**Task prompt:** Render every line of the listing below as a numbered list, leaving out blank lines.

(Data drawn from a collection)
:::::

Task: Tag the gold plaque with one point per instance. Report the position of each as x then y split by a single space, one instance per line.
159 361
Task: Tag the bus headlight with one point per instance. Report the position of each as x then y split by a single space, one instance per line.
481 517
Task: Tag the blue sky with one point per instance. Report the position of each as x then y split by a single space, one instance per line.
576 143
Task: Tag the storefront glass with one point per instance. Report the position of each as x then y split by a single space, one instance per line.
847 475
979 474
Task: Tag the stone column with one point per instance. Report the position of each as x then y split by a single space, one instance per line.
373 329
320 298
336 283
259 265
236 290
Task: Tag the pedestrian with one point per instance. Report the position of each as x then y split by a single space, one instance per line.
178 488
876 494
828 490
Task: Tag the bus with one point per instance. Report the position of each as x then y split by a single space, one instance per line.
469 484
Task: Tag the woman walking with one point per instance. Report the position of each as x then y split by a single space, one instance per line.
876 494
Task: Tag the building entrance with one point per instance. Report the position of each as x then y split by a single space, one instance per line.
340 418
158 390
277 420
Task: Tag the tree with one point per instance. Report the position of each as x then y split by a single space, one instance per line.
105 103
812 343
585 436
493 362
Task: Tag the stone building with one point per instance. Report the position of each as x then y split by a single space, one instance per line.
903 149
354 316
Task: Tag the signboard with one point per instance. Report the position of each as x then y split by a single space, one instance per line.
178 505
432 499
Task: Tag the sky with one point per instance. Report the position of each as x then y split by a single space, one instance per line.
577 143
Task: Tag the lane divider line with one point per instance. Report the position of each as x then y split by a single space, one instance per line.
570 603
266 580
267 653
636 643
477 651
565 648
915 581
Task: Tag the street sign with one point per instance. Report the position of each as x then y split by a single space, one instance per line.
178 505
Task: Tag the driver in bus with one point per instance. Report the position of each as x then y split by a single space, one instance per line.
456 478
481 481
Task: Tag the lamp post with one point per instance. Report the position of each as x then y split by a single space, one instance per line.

:::::

**Correct answer:**
1. Task: Tag the gold plaque with one point per instance. Report the position of each as x then y split by a single space, one instance per line.
2. 159 361
3. Task: Tag the bus headlight with one point per instance. Report the position of each as x then y split by a single space, one instance per line.
4. 481 517
5. Task: Tag the blue sky with one point per instance. Report the position of each as x then y split by a single space, one instance per line.
6. 576 143
7. Task: Tag the storefront glass with one point per instance. Report the position of each as x then y split by a single space, one instance per line.
8. 847 475
9. 979 474
10. Task: Tag the stone column with one point per instance. Report the position of each as x then y split by a single space, one instance per line.
11. 373 329
12. 320 298
13. 336 283
14. 259 265
15. 236 290
16. Task: Tag the pedestrian with one point per instance. Report the position of each as x then y split by a single space, one instance per line.
17. 178 488
18. 876 494
19. 828 490
20. Task: Tag the bus with one point per instance. Report the position of each as x then y split by a single space, one instance per line.
21. 469 484
22. Task: Tag the woman walking with one point per instance. Report the position of each as x then y split by a single space, one instance per line.
23. 876 494
24. Task: Tag the building entrance with one point per instance. Report the position of each as x then y split by a single space, one instance per line.
25. 340 418
26. 158 390
27. 277 420
28. Task: Tag the tree with one point per instance. Report the position of each as x then y split by a single space, one instance per line.
29. 105 103
30. 812 343
31. 585 436
32. 493 362
33. Task: Tag the stone building with one point per instance. Report the position of each as x then y split by a single space, one instance per line.
34. 903 149
35. 354 316
36. Task: Tag the signboard with one point per instance. Report the position of each as x then y split by a single space, one instance per line.
37. 178 505
38. 432 499
39. Task: Tag the sky with one point per instance. Report the position of each as x then y split by a single space, one instance per line.
40. 577 143
41. Task: Tag the lane divider line with one point per instance. Report the position of each as x then y split by a single space, one instance per line.
42. 570 603
43. 266 580
44. 267 653
45. 636 643
46. 477 651
47. 565 648
48. 915 581
49. Task: Tag the street sign with one point per instance. Report the position of each as x then y split by a single space, one instance per line.
50. 178 505
51. Task: Tag the driver in bus with one point per instance. Report the position of each as x then y split by a single space, one instance per line.
52. 456 478
53. 481 481
54. Task: Tag the lamp post with one point per instance. Report the position of each as x then y split by a single space, one instance per line.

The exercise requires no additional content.